## Exercise text
^^^^^^^^^^^^^^^^

Nurses condemn 1% pay insult

Organise to fight back together

Unison rep, Great Ormond Street Children’s Hospital

Once again, instead of giving an across-the-board rise, they are trying to shift the burden onto local managers. The aim of course is to divide us - local mechanisms are not even set up. You will get nurses doing the same work as somebody next door for less money. It is not a question of us being in a strong position. We should not even be considering local negotiations at this stage. There may not be a big groundswell right now, but my own feeling is that some sort of industrial action will come out of it.

Cicely Palmer, Putney Hospital Unison rep

The offer is an insult and a disgrace. Even the RCN is rebelling. ‘Take it or leave it’ is the government’s attitude. They know that people are afraid for their jobs and, with us, patients come first, so striking is a problem.

Gerry Bradley, Hammersmith Hospital Unison rep

We weren’t surprised at the pay offer, knowing this government. While I would prefer nationally organised negotiations, my members have bills to pay - and they are among the lowest paid. So a local deal could prove better for us here in the short term - particularly if the RCN changes its no-strike policy. We have more experience than the managers, with a 25-year history of union cooperation.

Dave Gray, Hammersmith Hospital RCN rep

In view of this pay insult, my own opinion is that we should ballot to have the strike weapon in our armoury. We need three percent across the board - for everybody from Glasgow to Cornwall. But I can’t see a position where the members would not want local negotiations. As Gerry has said, we work together here: we’re in a very strong position.

Pauline Flores, St Mary’s, London Unison rep

The nurses are not happy - I hope they will ballot for a strike. I myself was made redundant when the department was restructured, but I am still working for the union. We have lost some good Unison nurses and good negotiators have been made redundant. We need strong action, organised nationally.

Joyce Conway, Greenwich Hospital union convener

Everybody has the right to more than an abysmal one percent, but people are just obsessed with keeping their job as we are faced with total closure here. Our plans and hopes lie in making a new start at the Queen Elizabeth.

John Loxley, Whipps Cross Hospital Unison rep

No-one was expecting any different. We had hoped that the doctors would still be in the campaign to give us a stronger position, but I think that we will still get industrial action. In our trust the full three percent would equal 100 job losses, so the important thing is to build the campaign, and not get involved in possible local negotiations.

^^^^^^^^^^^^^^^^

## Data extract

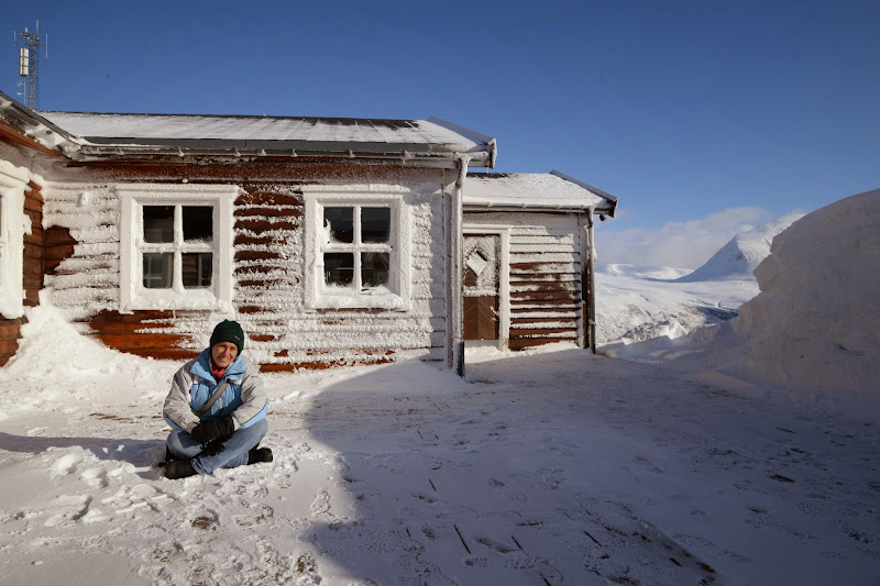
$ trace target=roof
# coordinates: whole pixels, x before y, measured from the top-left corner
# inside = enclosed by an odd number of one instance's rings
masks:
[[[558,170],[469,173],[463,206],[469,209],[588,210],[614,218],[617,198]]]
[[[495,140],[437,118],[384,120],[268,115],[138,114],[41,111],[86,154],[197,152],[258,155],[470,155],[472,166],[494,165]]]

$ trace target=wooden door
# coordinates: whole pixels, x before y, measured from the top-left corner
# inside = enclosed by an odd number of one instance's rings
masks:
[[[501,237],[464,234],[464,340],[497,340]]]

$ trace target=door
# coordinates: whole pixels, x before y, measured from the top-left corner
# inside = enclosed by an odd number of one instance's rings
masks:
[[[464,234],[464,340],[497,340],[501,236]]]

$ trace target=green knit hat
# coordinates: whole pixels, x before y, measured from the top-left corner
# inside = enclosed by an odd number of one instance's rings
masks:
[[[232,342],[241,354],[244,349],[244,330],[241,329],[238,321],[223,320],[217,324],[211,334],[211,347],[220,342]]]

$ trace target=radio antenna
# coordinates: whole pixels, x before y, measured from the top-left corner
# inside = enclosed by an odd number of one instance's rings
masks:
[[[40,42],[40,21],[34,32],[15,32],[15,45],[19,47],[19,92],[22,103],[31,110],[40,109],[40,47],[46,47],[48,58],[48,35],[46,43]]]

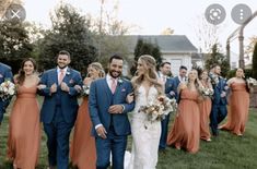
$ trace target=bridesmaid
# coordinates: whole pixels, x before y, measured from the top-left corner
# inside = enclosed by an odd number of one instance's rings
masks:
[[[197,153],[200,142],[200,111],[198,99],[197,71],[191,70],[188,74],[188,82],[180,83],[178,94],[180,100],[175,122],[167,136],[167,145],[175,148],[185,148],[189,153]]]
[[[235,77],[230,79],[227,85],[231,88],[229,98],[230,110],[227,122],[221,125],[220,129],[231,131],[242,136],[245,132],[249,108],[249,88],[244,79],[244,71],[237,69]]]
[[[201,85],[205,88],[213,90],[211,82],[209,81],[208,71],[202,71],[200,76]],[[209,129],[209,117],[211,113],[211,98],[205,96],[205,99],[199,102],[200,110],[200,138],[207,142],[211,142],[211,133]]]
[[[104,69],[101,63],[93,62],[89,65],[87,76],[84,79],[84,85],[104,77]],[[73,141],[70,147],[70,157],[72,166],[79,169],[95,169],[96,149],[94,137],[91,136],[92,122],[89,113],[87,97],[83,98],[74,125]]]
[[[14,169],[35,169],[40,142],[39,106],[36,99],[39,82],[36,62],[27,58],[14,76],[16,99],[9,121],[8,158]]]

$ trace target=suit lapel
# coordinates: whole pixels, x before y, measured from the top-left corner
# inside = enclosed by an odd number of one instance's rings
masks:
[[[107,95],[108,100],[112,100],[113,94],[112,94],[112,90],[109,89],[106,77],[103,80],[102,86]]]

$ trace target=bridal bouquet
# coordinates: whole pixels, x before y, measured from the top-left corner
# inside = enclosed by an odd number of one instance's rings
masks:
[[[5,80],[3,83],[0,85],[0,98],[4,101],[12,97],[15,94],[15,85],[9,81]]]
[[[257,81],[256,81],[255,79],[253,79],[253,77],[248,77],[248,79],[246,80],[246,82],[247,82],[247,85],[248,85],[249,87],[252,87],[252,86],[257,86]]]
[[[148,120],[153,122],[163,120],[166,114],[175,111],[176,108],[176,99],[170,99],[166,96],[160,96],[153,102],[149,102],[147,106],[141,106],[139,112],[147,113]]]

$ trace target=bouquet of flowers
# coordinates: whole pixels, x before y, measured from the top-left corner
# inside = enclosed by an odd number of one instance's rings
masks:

^^^^^^^^^^^^^^^^

## Tasks and exercises
1. Answer the following from the text on the nurses' pay offer.
(a) What rise across the board does Dave Gray say is needed?
(b) In John Loxley's trust, what would the full three percent equal?
(c) Where do Joyce Conway's plans and hopes lie?
2. Transcribe word for word the part of the text on the nurses' pay offer from "John Loxley, Whipps" up to and including "possible local negotiations.".

## Response list
1.
(a) Three percent, for everybody from Glasgow to Cornwall.
(b) 100 job losses.
(c) In making a new start at the Queen Elizabeth.

2.
John Loxley, Whipps Cross Hospital Unison rep

No-one was expecting any different. We had hoped that the doctors would still be in the campaign to give us a stronger position, but I think that we will still get industrial action. In our trust the full three percent would equal 100 job losses, so the important thing is to build the campaign, and not get involved in possible local negotiations.